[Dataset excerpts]
>>>>>

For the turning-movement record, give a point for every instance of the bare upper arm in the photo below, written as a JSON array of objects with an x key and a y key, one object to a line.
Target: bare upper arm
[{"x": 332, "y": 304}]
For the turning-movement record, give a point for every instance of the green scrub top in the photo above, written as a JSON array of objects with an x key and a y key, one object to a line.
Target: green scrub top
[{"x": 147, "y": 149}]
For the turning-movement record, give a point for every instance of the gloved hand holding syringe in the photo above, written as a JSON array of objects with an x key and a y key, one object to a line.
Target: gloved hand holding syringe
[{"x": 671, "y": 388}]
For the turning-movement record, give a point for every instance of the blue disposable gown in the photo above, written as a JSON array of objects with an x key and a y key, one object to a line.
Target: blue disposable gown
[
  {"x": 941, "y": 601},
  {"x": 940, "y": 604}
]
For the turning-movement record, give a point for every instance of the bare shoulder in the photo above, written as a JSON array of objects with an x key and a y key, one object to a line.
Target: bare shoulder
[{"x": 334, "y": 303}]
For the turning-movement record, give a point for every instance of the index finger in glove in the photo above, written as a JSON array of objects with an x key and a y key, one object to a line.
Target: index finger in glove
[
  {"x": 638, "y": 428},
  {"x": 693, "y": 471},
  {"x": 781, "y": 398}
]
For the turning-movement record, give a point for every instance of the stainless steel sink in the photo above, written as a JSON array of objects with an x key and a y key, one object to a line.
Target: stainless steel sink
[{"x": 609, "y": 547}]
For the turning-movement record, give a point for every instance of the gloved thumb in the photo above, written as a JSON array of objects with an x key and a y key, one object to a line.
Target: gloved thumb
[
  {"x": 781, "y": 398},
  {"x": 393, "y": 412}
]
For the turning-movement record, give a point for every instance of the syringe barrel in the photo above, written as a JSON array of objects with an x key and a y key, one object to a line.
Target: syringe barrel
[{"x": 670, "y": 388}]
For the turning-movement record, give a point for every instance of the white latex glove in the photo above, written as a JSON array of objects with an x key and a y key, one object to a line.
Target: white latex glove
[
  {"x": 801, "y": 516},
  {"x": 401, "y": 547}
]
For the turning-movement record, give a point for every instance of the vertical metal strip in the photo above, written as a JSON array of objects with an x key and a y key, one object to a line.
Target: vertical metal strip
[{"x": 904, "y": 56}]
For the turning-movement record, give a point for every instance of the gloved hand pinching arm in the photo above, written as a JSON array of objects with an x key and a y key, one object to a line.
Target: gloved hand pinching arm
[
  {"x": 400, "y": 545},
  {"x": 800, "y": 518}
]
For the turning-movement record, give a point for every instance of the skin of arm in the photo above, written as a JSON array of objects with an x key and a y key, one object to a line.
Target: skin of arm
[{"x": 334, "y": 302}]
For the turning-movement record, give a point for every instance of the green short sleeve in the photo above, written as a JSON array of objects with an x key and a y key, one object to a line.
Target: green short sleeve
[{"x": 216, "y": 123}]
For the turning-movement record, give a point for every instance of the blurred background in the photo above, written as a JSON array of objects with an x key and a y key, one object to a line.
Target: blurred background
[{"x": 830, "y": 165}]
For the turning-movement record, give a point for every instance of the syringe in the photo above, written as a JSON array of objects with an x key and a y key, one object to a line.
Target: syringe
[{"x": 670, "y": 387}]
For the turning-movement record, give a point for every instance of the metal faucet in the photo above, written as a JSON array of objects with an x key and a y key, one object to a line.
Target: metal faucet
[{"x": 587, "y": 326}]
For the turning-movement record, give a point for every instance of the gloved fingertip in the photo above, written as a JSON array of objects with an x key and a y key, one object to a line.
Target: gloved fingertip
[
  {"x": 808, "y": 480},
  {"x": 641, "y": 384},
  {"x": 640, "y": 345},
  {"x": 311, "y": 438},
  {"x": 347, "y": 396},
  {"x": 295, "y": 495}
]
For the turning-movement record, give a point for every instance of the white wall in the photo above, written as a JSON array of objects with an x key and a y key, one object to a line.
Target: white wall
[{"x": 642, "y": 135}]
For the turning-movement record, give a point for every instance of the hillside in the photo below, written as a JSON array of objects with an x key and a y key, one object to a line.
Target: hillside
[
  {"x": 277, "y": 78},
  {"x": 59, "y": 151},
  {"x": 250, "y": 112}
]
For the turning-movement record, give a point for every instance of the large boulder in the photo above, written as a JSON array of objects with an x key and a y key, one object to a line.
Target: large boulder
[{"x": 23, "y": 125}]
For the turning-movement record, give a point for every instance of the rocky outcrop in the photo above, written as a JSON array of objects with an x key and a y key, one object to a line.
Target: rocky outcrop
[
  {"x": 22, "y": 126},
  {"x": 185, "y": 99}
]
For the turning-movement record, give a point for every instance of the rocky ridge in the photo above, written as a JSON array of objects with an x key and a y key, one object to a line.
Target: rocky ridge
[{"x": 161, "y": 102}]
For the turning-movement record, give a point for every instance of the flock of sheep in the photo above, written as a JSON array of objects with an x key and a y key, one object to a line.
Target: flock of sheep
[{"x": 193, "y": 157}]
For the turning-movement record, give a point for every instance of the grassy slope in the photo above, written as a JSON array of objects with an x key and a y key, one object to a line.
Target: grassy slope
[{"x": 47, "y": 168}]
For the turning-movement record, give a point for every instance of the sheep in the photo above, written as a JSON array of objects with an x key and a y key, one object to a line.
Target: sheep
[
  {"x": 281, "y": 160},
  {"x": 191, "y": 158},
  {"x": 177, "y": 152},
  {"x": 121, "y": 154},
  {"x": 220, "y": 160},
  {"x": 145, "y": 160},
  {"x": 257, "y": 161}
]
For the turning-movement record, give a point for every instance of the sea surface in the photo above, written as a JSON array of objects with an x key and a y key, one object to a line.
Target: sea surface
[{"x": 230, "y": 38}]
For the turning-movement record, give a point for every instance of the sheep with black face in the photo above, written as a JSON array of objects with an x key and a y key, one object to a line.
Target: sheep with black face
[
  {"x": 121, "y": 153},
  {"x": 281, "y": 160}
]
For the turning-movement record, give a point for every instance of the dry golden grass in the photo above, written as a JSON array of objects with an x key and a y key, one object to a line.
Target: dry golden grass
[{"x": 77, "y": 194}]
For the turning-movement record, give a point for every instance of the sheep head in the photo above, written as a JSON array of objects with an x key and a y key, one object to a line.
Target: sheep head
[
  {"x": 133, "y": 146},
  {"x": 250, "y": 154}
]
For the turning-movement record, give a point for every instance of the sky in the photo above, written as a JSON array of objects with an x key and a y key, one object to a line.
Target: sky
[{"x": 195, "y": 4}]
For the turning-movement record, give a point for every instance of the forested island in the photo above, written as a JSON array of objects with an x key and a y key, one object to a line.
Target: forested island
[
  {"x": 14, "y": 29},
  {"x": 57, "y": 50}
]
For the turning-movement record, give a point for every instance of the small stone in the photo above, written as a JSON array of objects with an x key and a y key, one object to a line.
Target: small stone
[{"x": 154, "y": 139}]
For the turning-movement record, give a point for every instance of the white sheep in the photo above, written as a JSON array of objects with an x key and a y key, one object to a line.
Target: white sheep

<<<<<

> _Your objective_
Print all of the records, leaving each one exactly as it appears above.

> _Response to the exercise_
For the turning-movement record, give a point for every instance of the bare upper arm in the photo below, written as a JSON array of objects with an x key and a y key, one object to a line.
Target: bare upper arm
[{"x": 332, "y": 304}]
For the turning-movement record, give a point for every instance of the green scrub top in the photo above, written as a JSON array of objects with an x key and a y key, one object to a line.
Target: green scrub top
[{"x": 147, "y": 149}]
For the turning-movement record, give a point for every instance of the gloved hand holding syringe in the photo above, written as a JSON array of objects with an x key and a y key, one object to a line.
Target: gloved hand holding syringe
[{"x": 671, "y": 388}]
For the turning-movement record, give a point for every instance of the blue disposable gown in the photo above, written as a JSON array of objects with an x key and a y key, one object to a line.
Target: blue disposable gown
[
  {"x": 941, "y": 601},
  {"x": 940, "y": 604}
]
For the turning-movement record, give a point for every instance of the bare shoulder in the photo above, written as a JSON array of objects with an x key and a y key, one object to a line.
Target: bare shoulder
[{"x": 334, "y": 303}]
For the turning-movement record, give a point for every instance of the index finger in glove in the photo above, written as a JSON array of objects with an x key and a y key, one object to a line.
Target: index finger in glove
[
  {"x": 638, "y": 428},
  {"x": 693, "y": 471},
  {"x": 781, "y": 398}
]
For the turning-movement record, give a point for every instance of the stainless steel sink in the photo above, written as a JSON array of objects with an x key and a y key, one object to a line.
Target: stainless steel sink
[{"x": 609, "y": 547}]
For the turning-movement record, give a point for every instance of the gloved thumb in the photo above, written as a JSON array of objects with an x key and a y key, one object to a line.
Target: gloved thumb
[
  {"x": 781, "y": 398},
  {"x": 393, "y": 412}
]
For the turning-movement record, give a point for every instance of the syringe barrel in the photo above, written as a JSON array of objects with an x key and a y key, one object to a line.
Target: syringe barrel
[{"x": 670, "y": 388}]
For the turning-movement record, give a point for every instance of the white latex glove in the photo above, written as a JSON array of objects with an x key and a y key, one object to a line.
Target: white latex glove
[
  {"x": 801, "y": 516},
  {"x": 401, "y": 547}
]
For the turning-movement record, give a point for every instance of the vertical metal strip in the photo above, written as a JSON array of objects with an x key and a y key, one object to a line.
Target: vertical metal strip
[{"x": 904, "y": 56}]
For the turning-movement record, give a point for every instance of the gloved hand pinching arm in the photo above, written as a JSON array of objects with an x key and a y key, one object to a line.
Target: gloved hand pinching arm
[
  {"x": 400, "y": 545},
  {"x": 800, "y": 518}
]
For the turning-movement record, give a point for every instance of the skin of arm in the photo above, written as a JSON array of objects with an x key and a y key, one object to a line.
Target: skin of arm
[{"x": 334, "y": 302}]
For the turning-movement record, give a point for every instance of the green short sleeve in the photo above, written as a JSON array of objects with an x key and a y key, one object to a line.
Target: green short sleeve
[{"x": 216, "y": 123}]
For the turning-movement record, give a point for every instance of the blurred background in the photo above, written as a JSON array of objects with an x key and a y key, one object to a line.
Target: blurred background
[{"x": 830, "y": 165}]
For the turning-movement record, give a point for every instance of the syringe in the photo above, written as a JSON array of objects with an x key and a y key, one object to a line.
Target: syringe
[{"x": 670, "y": 387}]
For the turning-movement record, give a point for every instance of the metal faucet in the photo above, written as a JSON array of objects with an x key and a y key, one object to a line.
Target: metal faucet
[{"x": 587, "y": 326}]
For the turning-movement record, give a point for every instance of the gloved fingertip in the photo above, written as a JSON array of objects with an x key and a y key, one object to a line.
Target: gloved fingertip
[
  {"x": 808, "y": 480},
  {"x": 641, "y": 384},
  {"x": 640, "y": 345},
  {"x": 311, "y": 438},
  {"x": 347, "y": 396},
  {"x": 295, "y": 495}
]
For the turning-movement record, give a point for every instance of the white wall in the photo above, written as a JSON array of objects with an x key and a y key, one object to a line.
Target: white wall
[{"x": 642, "y": 135}]
For the turning-movement record, give a point for every instance of the hillside in the photo below, written as a JSON array of objects with an x key and a y key, one object to a line.
Target: hillside
[
  {"x": 277, "y": 78},
  {"x": 59, "y": 151},
  {"x": 250, "y": 112}
]
For the turning-movement record, give a point for every instance of the large boulder in the photo above, written as a JSON array of objects with an x key and a y key, one object to a line.
Target: large boulder
[{"x": 23, "y": 125}]
For the turning-movement record, give a point for every instance of the rocky outcrop in the photo above, written as a JSON array of objects with an x key and a y key, one object to a line.
Target: rocky outcrop
[
  {"x": 22, "y": 126},
  {"x": 185, "y": 99}
]
For the turning-movement record, give a point for every instance of the rocky ridge in the photo above, written as a JSON array of objects with an x key and a y key, one object to a line.
Target: rocky ridge
[{"x": 161, "y": 102}]
For the turning-movement record, give a point for every instance of the flock of sheep in the photo above, written as a JSON array of objects with an x key and a y key, one object to a line.
Target: flock of sheep
[{"x": 193, "y": 157}]
For the turning-movement record, give a point for every instance of the grassy slope in the photo above, written as a JSON array of objects with an x key and a y key, one object to a line.
Target: grassy slope
[{"x": 47, "y": 168}]
For the turning-movement record, give a point for every instance of the sheep in the photo above, written as a JSON array of objects with an x key and a y key, one object to a line.
Target: sheep
[
  {"x": 281, "y": 160},
  {"x": 191, "y": 158},
  {"x": 177, "y": 152},
  {"x": 121, "y": 154},
  {"x": 220, "y": 160},
  {"x": 145, "y": 160},
  {"x": 257, "y": 161}
]
For the turning-movement record, give a point for every instance of the sea surface in the photo above, written as a JSON array of objects with an x key and a y key, one object to a line.
Target: sea surface
[{"x": 230, "y": 38}]
For the turning-movement record, give a point for every instance of the sheep with black face in the photo above, written as a JSON array of objects with an x key and a y key, one object to a line.
Target: sheep with black face
[
  {"x": 121, "y": 153},
  {"x": 281, "y": 160}
]
For the turning-movement record, give a point for every instance of the dry golden grass in the photo above, written as a JSON array of objects with an x key and a y key, one object to a line.
Target: dry golden grass
[{"x": 77, "y": 194}]
For the turning-movement record, give a point for every instance of the sheep head in the photo above, written as a JSON array of objects with an x key and a y key, one object to a line.
Target: sheep head
[
  {"x": 133, "y": 146},
  {"x": 250, "y": 154}
]
For the turning-movement record, give a point for every instance of the sky in the photo above, written as a JSON array of objects with an x key and a y key, one object to a line.
Target: sky
[{"x": 195, "y": 4}]
For the turning-movement record, give a point for every instance of the forested island in the photo above, written as a JSON array of objects with an x key and a y key, one object to a line.
Target: forested island
[
  {"x": 14, "y": 29},
  {"x": 57, "y": 50}
]
For the turning-movement record, give a point for every instance of the small stone in the photo above, written as a JSON array of objects with an x key and a y key, one object to a line.
Target: small stone
[{"x": 154, "y": 139}]
For the turning-movement record, give a point for every instance of the white sheep in the photo above, written as a JSON array of objects with an x key and a y key, one object to a line.
Target: white sheep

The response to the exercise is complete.